Excerpted data START

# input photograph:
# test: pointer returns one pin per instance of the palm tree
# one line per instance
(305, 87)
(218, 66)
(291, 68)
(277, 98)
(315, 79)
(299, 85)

Excerpted data END

■ **Your objective**
Would you output every entry exactly as it was written?

■ **Exercise output**
# input photograph:
# test: pointer returns one pin per instance of the palm tree
# one line per instance
(305, 87)
(218, 66)
(291, 68)
(277, 98)
(315, 79)
(299, 85)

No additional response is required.